Copy these lines out verbatim, covering every item.

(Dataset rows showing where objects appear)
=====
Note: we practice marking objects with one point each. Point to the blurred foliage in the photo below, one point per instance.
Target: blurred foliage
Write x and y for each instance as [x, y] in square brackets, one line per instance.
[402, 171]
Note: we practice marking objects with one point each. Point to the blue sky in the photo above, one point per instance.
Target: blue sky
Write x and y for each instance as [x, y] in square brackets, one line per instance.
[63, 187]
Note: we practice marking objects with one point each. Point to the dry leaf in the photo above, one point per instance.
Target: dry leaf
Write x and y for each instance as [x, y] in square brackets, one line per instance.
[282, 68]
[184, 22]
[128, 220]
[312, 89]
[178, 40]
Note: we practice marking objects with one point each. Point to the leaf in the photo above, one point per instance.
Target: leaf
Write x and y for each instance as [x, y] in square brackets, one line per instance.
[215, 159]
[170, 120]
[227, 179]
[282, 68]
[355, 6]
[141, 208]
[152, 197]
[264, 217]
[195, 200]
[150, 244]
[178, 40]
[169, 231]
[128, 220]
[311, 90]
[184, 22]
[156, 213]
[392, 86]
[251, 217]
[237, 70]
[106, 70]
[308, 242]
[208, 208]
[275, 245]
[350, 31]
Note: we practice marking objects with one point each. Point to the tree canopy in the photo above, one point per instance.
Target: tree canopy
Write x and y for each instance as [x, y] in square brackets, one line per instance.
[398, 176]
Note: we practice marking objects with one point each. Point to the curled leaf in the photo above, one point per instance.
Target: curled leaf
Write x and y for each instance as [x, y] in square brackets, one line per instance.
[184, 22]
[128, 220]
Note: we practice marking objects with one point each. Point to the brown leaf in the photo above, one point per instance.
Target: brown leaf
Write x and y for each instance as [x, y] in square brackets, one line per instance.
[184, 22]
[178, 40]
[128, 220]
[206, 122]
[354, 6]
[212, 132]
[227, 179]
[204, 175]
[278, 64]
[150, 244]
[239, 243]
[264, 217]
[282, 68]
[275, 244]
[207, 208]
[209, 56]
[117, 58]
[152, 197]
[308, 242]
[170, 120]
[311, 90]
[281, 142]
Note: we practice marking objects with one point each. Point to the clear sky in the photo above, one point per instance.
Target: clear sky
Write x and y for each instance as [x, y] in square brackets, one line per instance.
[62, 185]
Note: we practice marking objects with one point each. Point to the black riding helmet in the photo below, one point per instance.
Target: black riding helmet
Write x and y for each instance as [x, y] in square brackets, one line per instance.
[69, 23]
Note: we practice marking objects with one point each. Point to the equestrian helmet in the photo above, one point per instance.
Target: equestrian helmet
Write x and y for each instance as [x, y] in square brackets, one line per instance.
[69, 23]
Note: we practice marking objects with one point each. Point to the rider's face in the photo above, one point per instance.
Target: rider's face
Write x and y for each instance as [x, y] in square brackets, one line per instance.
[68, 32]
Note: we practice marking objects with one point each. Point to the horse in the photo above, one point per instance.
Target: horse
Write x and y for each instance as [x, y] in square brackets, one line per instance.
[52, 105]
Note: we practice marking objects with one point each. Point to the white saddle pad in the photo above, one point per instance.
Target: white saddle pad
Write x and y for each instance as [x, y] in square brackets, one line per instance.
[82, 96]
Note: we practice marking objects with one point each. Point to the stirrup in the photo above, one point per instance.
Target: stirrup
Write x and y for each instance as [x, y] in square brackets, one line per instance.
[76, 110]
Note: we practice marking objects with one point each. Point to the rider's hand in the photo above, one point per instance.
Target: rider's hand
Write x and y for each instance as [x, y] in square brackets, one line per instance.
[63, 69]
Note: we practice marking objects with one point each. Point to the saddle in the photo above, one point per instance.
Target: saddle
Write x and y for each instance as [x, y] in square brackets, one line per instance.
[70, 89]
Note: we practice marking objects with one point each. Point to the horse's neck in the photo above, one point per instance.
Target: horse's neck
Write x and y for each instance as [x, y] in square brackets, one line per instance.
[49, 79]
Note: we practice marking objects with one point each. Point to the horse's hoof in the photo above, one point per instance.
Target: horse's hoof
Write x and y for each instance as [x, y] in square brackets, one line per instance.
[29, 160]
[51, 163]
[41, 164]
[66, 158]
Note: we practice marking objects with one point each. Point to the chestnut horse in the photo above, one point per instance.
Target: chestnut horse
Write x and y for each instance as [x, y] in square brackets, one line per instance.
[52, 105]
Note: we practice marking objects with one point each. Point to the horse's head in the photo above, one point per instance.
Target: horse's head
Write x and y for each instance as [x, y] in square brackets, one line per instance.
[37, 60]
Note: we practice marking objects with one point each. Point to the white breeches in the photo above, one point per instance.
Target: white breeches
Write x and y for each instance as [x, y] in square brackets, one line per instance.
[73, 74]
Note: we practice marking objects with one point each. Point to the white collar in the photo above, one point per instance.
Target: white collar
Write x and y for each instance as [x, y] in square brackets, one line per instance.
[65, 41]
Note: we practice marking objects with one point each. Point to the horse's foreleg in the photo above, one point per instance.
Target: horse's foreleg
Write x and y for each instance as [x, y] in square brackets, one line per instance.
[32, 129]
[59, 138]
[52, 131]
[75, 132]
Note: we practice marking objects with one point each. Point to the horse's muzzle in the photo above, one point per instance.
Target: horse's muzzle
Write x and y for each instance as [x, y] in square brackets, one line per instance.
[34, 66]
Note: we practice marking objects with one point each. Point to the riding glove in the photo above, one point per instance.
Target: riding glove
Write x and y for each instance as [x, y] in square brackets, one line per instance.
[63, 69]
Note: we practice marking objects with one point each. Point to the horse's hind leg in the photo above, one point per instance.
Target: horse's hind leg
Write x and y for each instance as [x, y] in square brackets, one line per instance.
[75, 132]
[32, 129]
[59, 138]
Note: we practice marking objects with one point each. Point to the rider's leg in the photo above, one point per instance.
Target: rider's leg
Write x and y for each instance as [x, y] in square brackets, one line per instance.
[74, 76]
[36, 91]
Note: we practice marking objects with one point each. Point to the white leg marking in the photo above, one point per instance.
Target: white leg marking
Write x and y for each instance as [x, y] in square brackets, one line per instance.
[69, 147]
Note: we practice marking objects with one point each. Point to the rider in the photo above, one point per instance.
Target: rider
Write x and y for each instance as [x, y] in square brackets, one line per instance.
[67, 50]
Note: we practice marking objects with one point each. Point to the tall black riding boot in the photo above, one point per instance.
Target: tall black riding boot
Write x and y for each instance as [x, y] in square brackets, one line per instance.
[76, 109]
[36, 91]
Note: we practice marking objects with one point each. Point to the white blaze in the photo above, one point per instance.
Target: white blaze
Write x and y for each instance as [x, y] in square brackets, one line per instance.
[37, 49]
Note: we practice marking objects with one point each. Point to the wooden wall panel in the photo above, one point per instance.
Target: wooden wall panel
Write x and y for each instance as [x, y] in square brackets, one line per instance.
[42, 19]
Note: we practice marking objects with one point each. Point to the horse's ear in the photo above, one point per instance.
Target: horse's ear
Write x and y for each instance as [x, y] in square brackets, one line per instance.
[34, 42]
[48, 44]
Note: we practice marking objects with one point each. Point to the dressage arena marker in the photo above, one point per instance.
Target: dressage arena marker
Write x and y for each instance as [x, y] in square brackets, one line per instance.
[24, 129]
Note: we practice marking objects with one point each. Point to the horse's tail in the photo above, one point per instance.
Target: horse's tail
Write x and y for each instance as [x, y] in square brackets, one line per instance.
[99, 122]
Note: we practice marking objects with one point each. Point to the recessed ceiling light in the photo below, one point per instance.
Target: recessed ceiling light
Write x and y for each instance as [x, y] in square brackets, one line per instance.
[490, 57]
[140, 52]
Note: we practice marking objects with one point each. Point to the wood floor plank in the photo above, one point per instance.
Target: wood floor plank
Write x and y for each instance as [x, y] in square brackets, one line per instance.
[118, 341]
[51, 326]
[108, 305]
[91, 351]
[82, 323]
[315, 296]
=====
# Worked answer:
Note: we practice marking objects with one point each. Point to the blurred foliage in the photo below, one point per instance.
Target: blurred foliage
Write x and y for each instance as [x, y] in square brackets, one line per instance.
[402, 171]
Note: we practice marking objects with one point each. Point to the blue sky in the photo above, one point per instance.
Target: blue sky
Write x and y for each instance as [x, y] in square brackets, one line per instance.
[63, 187]
Note: we practice marking objects with one point each. Point to the dry leaf in the photo above, one point per instance.
Target: dry leaf
Write x and y for each instance as [x, y] in square brackets, one line per instance.
[282, 68]
[184, 22]
[128, 220]
[312, 89]
[178, 40]
Note: we practice marking objects with one point each. Point to the leaf in the photo above, one point per instance.
Target: leaf
Write x and y for each instance as [x, y] in square brackets, one line per instance.
[215, 159]
[170, 120]
[227, 179]
[282, 68]
[355, 6]
[141, 208]
[152, 197]
[264, 217]
[195, 200]
[150, 244]
[178, 40]
[169, 231]
[128, 220]
[311, 90]
[184, 22]
[156, 213]
[392, 86]
[251, 217]
[237, 70]
[106, 70]
[308, 242]
[208, 208]
[275, 245]
[350, 31]
Note: we practice marking objects with one point each. Point to the tree canopy in the photo above, one point per instance.
Target: tree canopy
Write x and y for each instance as [x, y] in square brackets, one line per instance.
[398, 176]
Note: we practice marking objects with one point each. Point to the curled leaf in the photo above, one point per instance.
Target: curled leaf
Write x and y for each instance as [x, y] in square brackets, one line per instance.
[184, 22]
[128, 220]
Note: we practice marking objects with one point each. Point to the brown leaf in the photo above, one point per instance.
Target: brown leaf
Write x and y for each instance as [x, y] in square brackets, one line per instance.
[184, 22]
[178, 40]
[128, 220]
[206, 122]
[354, 6]
[212, 132]
[227, 179]
[204, 175]
[278, 64]
[150, 244]
[239, 243]
[264, 217]
[282, 68]
[275, 244]
[207, 208]
[209, 56]
[117, 58]
[152, 197]
[308, 242]
[170, 120]
[311, 90]
[281, 142]
Note: we practice marking objects with one point each. Point to the clear sky in the photo above, one point per instance.
Target: clear sky
Write x and y for each instance as [x, y] in square brackets, one line per instance.
[62, 185]
Note: we practice marking objects with one point each. Point to the black riding helmet in the photo below, one point per instance.
Target: black riding helmet
Write x and y for each instance as [x, y] in square brackets, one line per instance.
[69, 23]
Note: we practice marking objects with one point each. Point to the equestrian helmet in the photo above, one point per instance.
Target: equestrian helmet
Write x and y for each instance as [x, y] in square brackets, one line per instance.
[69, 23]
Note: we practice marking objects with one point each. Point to the rider's face in the photo above, one point per instance.
Target: rider's face
Write x and y for each instance as [x, y] in square brackets, one line per instance.
[68, 32]
Note: we practice marking objects with one point each. Point to the horse in the photo above, one point per instance.
Target: horse
Write x and y for each instance as [x, y] in square brackets, one line per instance.
[52, 105]
Note: we practice marking objects with one point each. Point to the white saddle pad in the photo above, one point per instance.
Target: white saddle pad
Write x and y for each instance as [x, y] in square brackets, one line per instance.
[82, 96]
Note: we practice marking objects with one point each. Point to the stirrup in the photo above, one point per instance.
Target: stirrup
Write x and y for each instance as [x, y] in square brackets, one line per instance.
[76, 110]
Note: we practice marking objects with one point each. Point to the rider's hand in the photo above, one point per instance.
Target: rider's hand
Write x and y for each instance as [x, y] in square brackets, one line per instance.
[63, 69]
Note: we practice marking objects with one point each. Point to the saddle in the photo above, one point per instance.
Target: saddle
Write x and y for each instance as [x, y] in square brackets, one line per instance.
[70, 89]
Note: we practice marking objects with one point each. Point to the horse's neck in the photo above, one point per instance.
Target: horse's neck
Write x and y for each instance as [x, y] in square brackets, one line per instance.
[49, 79]
Note: we practice marking objects with one point each. Point to the horse's hoof in the photo above, one point per instance.
Target: horse's hoof
Write x and y for each instance as [x, y] in square brackets, one line per instance.
[29, 160]
[51, 163]
[41, 164]
[66, 158]
Note: we practice marking objects with one point each. Point to the chestnut horse in the photo above, one point per instance.
Target: chestnut horse
Write x and y for each instance as [x, y] in square brackets, one line per instance.
[52, 105]
Note: we practice marking objects with one point each. Point to the horse's head in the photo above, one point per instance.
Target: horse's head
Write x and y for each instance as [x, y] in square brackets, one line per instance.
[37, 60]
Note: we practice marking objects with one point each. Point to the white breeches in the photo above, one point per instance.
Target: white breeches
Write x and y for each instance as [x, y] in square brackets, one line per instance.
[73, 74]
Note: we practice marking objects with one point each. Point to the white collar in the photo above, one point per instance.
Target: white collar
Write x and y for each instance as [x, y] in square brackets, one line per instance.
[65, 41]
Note: we practice marking objects with one point each. Point to the horse's foreleg in the photo above, one point per instance.
Target: horse's foreleg
Write x and y for each instance as [x, y] in square brackets, one line per instance.
[32, 129]
[59, 138]
[52, 131]
[75, 132]
Note: we practice marking objects with one point each. Point to the horse's muzzle in the photo above, one point per instance.
Target: horse's muzzle
Write x and y for each instance as [x, y] in square brackets, one line per instance.
[34, 66]
Note: we practice marking objects with one point each. Point to the riding glove in the photo above, one point per instance.
Target: riding glove
Write x and y for each instance as [x, y] in square brackets, one line per instance.
[63, 69]
Note: we practice marking objects with one point each. Point to the horse's hind leg in the photo above, one point per instance.
Target: horse's hind leg
Write x and y for each instance as [x, y] in square brackets, one line per instance.
[75, 132]
[32, 129]
[59, 138]
Note: we practice marking objects with one point each. Point to the rider's leg in the photo above, one point per instance.
Target: rider's leg
Write x and y for each instance as [x, y] in square brackets, one line per instance.
[74, 76]
[36, 91]
Note: we practice marking objects with one point each. Point to the white leg marking in the photo above, one point per instance.
Target: white leg marking
Write x and y for each instance as [x, y] in square brackets, one line per instance.
[69, 147]
Note: we practice marking objects with one point each. Point to the rider in the photo above, one point per instance.
Target: rider
Write x and y for each instance as [x, y] in square brackets, one line per instance.
[67, 50]
Note: we practice marking objects with one point each. Point to the tall black riding boot in the photo above, one point per instance.
Target: tall black riding boot
Write x and y for each instance as [x, y] in square brackets, one line per instance.
[76, 109]
[36, 91]
Note: we practice marking objects with one point each. Point to the white blaze in the photo above, one point per instance.
Target: white blaze
Write x and y for each instance as [x, y] in square brackets, one line per instance.
[37, 49]
Note: we practice marking objects with one point each. Point to the wooden wall panel in the photo above, one point per instance.
Target: wooden wall panel
Write x and y for each instance as [x, y] in square brackets, one line per instance.
[42, 19]
Note: we practice marking objects with one point each. Point to the horse's ear in the photo above, one point per instance.
Target: horse's ear
Write x and y for each instance as [x, y] in square brackets, one line per instance.
[34, 42]
[48, 44]
Note: we practice marking objects with one point each. Point to the dressage arena marker in the photo above, one point per instance.
Target: dressage arena marker
Write x and y for each instance as [x, y] in square brackets, one line per instance.
[24, 129]
Note: we practice marking objects with one point each. Point to the horse's tail in the photo above, one point per instance.
Target: horse's tail
Write x and y for each instance as [x, y] in square brackets, one line per instance.
[99, 122]
Note: we practice marking objects with one point each. Point to the recessed ceiling light in the photo below, one point per instance.
Target: recessed ceiling light
Write x and y for each instance as [x, y] in square brackets, one line per instance.
[490, 57]
[140, 52]
Note: we practice marking objects with one point each. Point to the wood floor plank in the photo above, one point per instance.
Target: wood floor plank
Write x and y for each instance as [x, y] in square brackets, one line per instance.
[118, 341]
[51, 326]
[108, 305]
[91, 351]
[82, 323]
[315, 296]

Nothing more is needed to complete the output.